→ DATA EXTRACTS
:::::

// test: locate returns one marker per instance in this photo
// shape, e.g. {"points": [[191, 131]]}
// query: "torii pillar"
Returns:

:::::

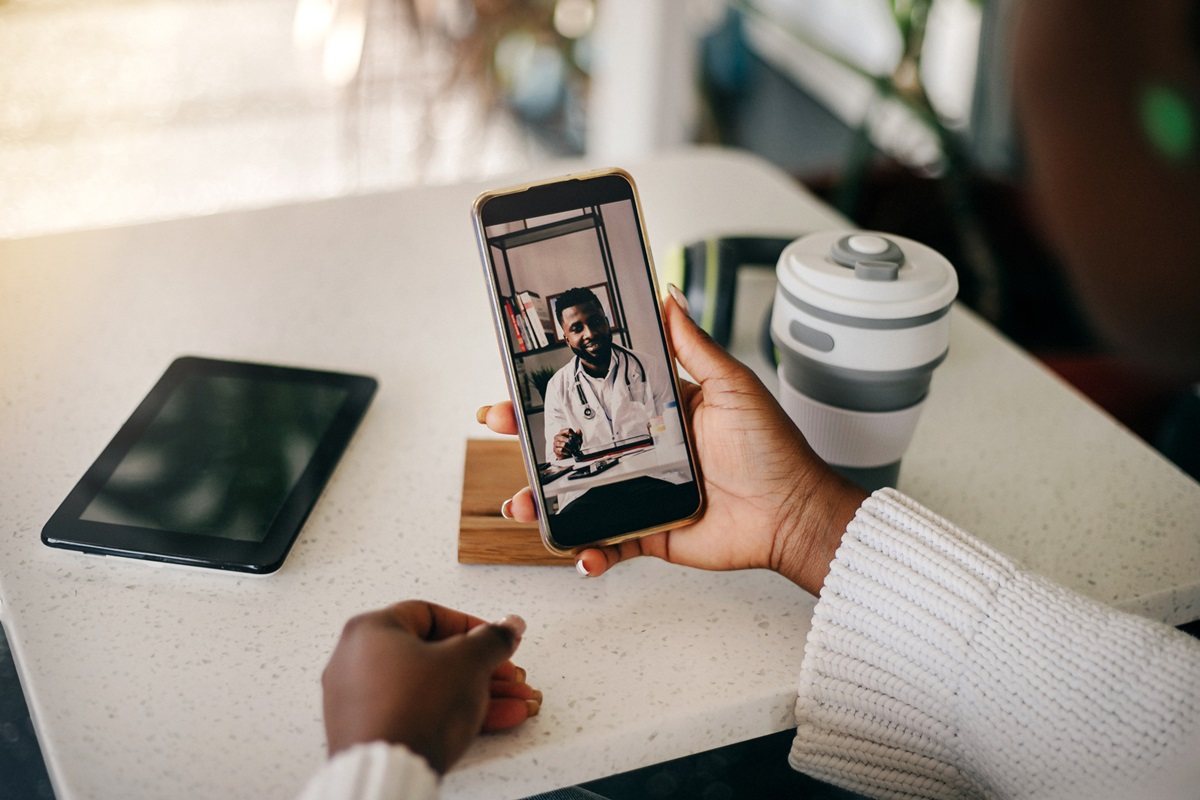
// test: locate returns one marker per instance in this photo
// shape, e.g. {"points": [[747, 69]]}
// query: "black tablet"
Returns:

:::::

Copy every line of the listing where the word "shape" appears.

// shape, e.g. {"points": [[191, 131]]}
// shape, e.g. {"points": [[747, 69]]}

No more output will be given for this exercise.